→ ENTRIES:
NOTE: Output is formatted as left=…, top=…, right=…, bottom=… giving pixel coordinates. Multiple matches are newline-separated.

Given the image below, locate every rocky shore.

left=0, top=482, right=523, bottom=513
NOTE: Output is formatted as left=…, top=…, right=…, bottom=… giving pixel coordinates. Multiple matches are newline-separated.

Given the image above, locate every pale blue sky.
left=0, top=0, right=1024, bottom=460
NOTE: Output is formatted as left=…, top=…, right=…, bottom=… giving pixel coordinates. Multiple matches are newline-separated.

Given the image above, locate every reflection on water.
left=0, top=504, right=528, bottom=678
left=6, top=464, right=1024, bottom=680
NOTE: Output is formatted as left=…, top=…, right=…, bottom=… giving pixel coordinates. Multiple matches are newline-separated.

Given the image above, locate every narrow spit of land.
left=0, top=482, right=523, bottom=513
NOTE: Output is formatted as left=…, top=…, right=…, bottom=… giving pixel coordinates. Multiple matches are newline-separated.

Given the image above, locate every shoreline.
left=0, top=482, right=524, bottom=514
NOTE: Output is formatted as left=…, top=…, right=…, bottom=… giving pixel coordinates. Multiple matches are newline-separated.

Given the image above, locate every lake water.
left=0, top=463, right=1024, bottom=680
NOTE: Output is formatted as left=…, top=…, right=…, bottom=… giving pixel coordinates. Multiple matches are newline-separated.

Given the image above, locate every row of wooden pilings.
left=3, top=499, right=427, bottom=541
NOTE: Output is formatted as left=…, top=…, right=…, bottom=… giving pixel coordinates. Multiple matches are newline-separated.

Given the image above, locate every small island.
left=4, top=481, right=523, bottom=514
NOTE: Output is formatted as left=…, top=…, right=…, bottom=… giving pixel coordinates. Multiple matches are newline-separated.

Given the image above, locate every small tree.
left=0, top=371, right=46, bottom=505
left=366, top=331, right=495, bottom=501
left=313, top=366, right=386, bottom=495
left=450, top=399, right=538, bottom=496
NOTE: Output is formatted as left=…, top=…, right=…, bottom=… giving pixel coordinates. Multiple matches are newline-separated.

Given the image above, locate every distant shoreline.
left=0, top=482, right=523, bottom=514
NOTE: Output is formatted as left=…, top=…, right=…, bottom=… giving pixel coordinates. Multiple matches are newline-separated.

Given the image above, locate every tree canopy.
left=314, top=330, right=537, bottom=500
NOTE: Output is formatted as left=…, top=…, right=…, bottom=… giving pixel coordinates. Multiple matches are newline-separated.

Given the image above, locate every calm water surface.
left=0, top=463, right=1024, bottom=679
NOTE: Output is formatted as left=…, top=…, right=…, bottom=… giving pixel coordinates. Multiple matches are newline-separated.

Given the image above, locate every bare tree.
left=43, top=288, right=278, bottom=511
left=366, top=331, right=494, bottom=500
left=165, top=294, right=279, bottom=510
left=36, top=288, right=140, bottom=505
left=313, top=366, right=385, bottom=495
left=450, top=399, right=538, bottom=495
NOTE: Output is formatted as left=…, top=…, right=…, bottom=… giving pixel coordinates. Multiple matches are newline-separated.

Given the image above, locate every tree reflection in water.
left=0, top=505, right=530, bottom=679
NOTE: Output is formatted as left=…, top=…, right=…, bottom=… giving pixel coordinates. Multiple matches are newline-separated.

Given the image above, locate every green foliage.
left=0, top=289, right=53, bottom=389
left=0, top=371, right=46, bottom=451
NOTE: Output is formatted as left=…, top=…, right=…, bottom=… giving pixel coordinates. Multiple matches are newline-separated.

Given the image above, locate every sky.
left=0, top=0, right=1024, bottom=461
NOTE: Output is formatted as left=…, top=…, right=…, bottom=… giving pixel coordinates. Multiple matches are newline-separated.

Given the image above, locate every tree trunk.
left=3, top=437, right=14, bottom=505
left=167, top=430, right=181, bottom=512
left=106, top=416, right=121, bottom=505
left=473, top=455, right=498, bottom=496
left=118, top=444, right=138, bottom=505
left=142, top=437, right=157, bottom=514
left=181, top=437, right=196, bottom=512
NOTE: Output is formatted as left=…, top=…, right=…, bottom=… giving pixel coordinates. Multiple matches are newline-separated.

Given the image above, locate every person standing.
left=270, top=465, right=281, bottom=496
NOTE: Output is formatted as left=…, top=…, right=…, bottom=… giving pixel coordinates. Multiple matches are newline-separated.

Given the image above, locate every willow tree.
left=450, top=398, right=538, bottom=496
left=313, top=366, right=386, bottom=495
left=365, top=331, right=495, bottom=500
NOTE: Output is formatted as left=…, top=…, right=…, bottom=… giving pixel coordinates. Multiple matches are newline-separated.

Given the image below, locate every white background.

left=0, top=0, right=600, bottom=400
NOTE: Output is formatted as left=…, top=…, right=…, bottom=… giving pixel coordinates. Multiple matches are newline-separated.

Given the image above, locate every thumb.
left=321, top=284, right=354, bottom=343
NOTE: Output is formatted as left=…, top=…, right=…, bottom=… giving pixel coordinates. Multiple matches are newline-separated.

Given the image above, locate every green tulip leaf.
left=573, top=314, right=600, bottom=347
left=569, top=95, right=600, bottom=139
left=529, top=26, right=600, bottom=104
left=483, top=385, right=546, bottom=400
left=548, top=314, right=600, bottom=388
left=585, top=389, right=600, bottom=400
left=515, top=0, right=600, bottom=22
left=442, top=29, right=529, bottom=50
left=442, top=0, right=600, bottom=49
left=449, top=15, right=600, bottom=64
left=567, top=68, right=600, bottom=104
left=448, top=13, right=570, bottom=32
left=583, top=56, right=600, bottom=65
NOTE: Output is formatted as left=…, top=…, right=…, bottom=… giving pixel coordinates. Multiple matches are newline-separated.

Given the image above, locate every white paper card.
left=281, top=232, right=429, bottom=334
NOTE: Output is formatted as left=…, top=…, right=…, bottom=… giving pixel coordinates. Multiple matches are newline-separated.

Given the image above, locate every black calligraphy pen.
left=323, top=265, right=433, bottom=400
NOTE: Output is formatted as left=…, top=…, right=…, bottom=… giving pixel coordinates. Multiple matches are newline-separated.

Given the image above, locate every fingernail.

→ EXERCISE: Add 52 to each box coordinate in the answers from the first of the rows above through the line with "left=450, top=399, right=538, bottom=496", and write out all of those lines again, requests included.

→ EXERCISE SOLUTION:
NOTE: Output is formatted as left=…, top=…, right=…, bottom=… giving pixel coordinates. Multiple matches are newline-separated.

Given the image below, locate every rocky shore.

left=52, top=534, right=575, bottom=565
NOTE: Output is formatted as left=…, top=…, right=…, bottom=… giving pixel coordinates. Multiple matches are newline-separated.

Given the image above, locate every pale blue sky.
left=52, top=52, right=1076, bottom=512
NOTE: Output is formatted as left=…, top=…, right=…, bottom=… giving pixel coordinates. Multiple matches are newline-separated.

Given the image above, locate every reflection on water.
left=52, top=556, right=580, bottom=730
left=58, top=516, right=1076, bottom=732
NOTE: Output is formatted as left=…, top=…, right=…, bottom=… giving pixel coordinates. Multiple matches are newline-separated.

Given the image above, locate every narrow spit of land.
left=52, top=534, right=575, bottom=565
NOTE: Output is formatted as left=…, top=…, right=…, bottom=… giving pixel coordinates. Multiple matches are newline-separated.

Given the image above, locate every shoreline.
left=52, top=534, right=576, bottom=566
NOTE: Output is formatted as left=…, top=…, right=…, bottom=… giving pixel coordinates. Multiple matches are newline-separated.

Given the image above, locate every lake water.
left=52, top=515, right=1076, bottom=732
NOTE: Output is formatted as left=…, top=…, right=…, bottom=… giving pixel coordinates. Multiple matches are newline-separated.

Given the image above, locate every row of wooden pilings.
left=55, top=551, right=479, bottom=593
NOTE: Output is formatted as left=…, top=…, right=…, bottom=… giving pixel coordinates. Multiple matches are newline-separated.

Given the image above, locate every small island.
left=56, top=533, right=575, bottom=566
NOTE: Output is formatted as left=…, top=…, right=…, bottom=… giving pixel coordinates. Multiple matches are newline-separated.

Given the image above, locate every small tree.
left=52, top=423, right=98, bottom=557
left=418, top=383, right=547, bottom=553
left=365, top=418, right=438, bottom=547
left=502, top=451, right=590, bottom=548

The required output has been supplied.